Rows from a pointing dataset:
- - - - -

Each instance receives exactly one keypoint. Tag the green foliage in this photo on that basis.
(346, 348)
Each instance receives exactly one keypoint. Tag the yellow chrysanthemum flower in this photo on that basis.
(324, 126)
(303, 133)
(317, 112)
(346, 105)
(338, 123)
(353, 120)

- - - - -

Copy the records above line for line, without changing anything.

EXERCISE SOLUTION:
Each instance receives exactly one keypoint. Tag the green foliage in this photo on that basis.
(346, 348)
Each instance receives exactly one keypoint. Tag the yellow chrysanthemum flower in this photo on that basis.
(324, 126)
(303, 133)
(317, 112)
(346, 105)
(338, 123)
(353, 120)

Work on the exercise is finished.